**Document passage:**

== Segment start ==

Yet another precious look into the Eastend of post war London. I found it very touching that people had felt moved to write to Jenny, particularly Nurses & midwives who had many similar experiences to share with her. This collection of letters, plus information taken from Jenny's own diary, make this a very interesting & informative book. Jenny always took the time to reply & even meet or speak to the people who contacted her. (Making the Call The Midwife books into a TV series was inspirational.) This book also gives an insight into Jenny before she went to the convent . She was an extremely talented & in dependant lady, who will be missed by many.
Jennifer Worth didn't leave a minute of her life to waste away, she had a clear understanding of many things and used this to give help hope and joy to many people. Her memories made other people who had done midwifery about the same time as she did recall their own memories and feel glad that they had done so
I really don't watch a great deal of television drama. I work strange hours in my job as a Community Development Worker, often having evening meetings that finish quite late and I never seem to be at home on the same evening each week. However, I watched the first episode of Call The Midwife and was hooked. I have no idea why, I'm not a mother, I've never been interested in nursing, or in being a nun! There's just something about the programme that entrances me for the full hour that it is on.
When Letters to the Midwife popped through the letterbox, I was intrigued by it, and started to read straight away, and could hardly put it down. The book is introduced by Jennifer Worth's family; her husband Philip and her two daughters and Miranda Hart has written the foreward.

== Segment end ==

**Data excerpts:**
== Segment start ==

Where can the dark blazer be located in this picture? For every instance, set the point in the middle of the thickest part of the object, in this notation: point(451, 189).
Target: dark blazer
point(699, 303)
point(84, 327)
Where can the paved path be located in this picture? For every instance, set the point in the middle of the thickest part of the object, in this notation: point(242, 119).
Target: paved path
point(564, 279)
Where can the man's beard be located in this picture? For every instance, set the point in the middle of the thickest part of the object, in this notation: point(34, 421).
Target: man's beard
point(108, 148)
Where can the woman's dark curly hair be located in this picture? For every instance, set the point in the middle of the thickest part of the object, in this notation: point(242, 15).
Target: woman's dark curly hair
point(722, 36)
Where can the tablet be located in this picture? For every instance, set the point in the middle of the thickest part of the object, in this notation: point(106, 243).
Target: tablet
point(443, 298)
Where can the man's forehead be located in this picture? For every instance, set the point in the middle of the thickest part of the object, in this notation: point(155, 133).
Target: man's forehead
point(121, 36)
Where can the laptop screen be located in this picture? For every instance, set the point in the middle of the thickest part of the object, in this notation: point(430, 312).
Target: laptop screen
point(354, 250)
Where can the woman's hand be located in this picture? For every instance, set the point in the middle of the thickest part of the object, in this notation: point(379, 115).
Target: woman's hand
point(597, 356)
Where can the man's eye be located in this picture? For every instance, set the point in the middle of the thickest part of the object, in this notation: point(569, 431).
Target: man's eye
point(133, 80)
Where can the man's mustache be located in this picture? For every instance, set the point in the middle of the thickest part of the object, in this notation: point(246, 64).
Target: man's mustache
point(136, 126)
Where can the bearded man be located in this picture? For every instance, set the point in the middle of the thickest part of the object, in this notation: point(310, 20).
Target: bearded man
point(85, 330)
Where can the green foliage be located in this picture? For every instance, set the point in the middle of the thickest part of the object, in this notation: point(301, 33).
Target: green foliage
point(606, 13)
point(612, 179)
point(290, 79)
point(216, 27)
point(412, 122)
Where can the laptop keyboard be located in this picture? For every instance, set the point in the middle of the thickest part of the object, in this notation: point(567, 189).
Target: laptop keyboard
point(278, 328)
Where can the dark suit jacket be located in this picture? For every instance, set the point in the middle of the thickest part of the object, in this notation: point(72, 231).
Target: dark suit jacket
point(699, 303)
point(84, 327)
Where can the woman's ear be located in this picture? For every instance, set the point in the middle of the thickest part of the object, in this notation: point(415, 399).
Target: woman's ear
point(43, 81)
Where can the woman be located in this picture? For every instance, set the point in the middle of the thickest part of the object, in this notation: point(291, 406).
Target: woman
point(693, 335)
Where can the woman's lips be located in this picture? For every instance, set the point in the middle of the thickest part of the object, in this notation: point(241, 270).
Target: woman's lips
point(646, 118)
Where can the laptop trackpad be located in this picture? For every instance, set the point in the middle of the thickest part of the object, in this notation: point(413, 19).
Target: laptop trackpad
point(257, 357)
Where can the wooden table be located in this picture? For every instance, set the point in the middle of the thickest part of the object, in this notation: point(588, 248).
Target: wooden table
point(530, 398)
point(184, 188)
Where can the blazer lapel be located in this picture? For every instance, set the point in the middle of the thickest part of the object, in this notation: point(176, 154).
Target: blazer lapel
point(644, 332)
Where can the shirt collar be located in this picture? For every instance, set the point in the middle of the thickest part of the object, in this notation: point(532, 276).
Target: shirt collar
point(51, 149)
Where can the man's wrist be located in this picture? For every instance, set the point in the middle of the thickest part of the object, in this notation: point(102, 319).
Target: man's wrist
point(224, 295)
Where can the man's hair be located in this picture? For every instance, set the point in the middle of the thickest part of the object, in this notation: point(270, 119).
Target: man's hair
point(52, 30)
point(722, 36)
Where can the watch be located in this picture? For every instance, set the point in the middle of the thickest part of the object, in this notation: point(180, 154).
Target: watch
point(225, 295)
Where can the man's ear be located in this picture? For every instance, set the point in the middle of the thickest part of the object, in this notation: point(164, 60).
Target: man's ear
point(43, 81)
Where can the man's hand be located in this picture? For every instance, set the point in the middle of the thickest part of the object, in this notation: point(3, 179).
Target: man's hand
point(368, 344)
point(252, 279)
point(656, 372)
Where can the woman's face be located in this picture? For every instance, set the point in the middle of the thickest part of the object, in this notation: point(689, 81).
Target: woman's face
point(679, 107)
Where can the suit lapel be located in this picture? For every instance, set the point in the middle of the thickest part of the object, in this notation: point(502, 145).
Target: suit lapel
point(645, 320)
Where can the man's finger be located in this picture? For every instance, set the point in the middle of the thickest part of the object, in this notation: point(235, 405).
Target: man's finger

== Segment end ==

**Tasks to perform:**
• A. Recast the paragraph of the reviews of Letters to the Midwife that begins "I really don't watch a great deal of television drama" as a short bulleted list that keeps its main facts.
• B. Carry the reviews of Letters to the Midwife forward from their final sentence.

**Task-by-task results:**
• A.
- The writer watches little television drama.
- Working as a Community Development Worker, the writer keeps irregular hours, often attends evening meetings that end late, and is rarely home on the same evening each week.
- Even so, the writer watched the first episode of Call The Midwife and was hooked.
- The writer cannot explain the appeal, being neither a mother nor ever interested in nursing or becoming a nun.
- The programme holds the writer's attention for its full hour.

• B.
This book is a real piece of social history, with stories from people who would probably never have been able to tell them so widely if it were not for Jennifer Worth. So many people wrote to her after she wrote her books; people who recognised the places that she described and the people that she worked with. Some people even recognised Jennifer herself. It is clear from the amount of correspondence she received, and the fact that she took the time to answer the letters, and that she kept them all, that Jennifer Worth was a lady of compassion and depth, and was much loved by all who came into contact with her.
This is a fascinating look at Jennifer Worth's 'other' side too - the time she spent in Paris in the 1950s is especially interesting.
Having enjoyed all Jennifer Worth's books this was a book i just had to read. It was so moving. I could not put it down. Jennifer obviously enjoyed receiving the letters from her readers and it was wonderful that so many people took time to correspond with her. She was a caring person and i feel all medical trainees should read her books as part of their courses. Times might have been hard and living standards poor but the level of care delivered to her patients were far better than some people receive today.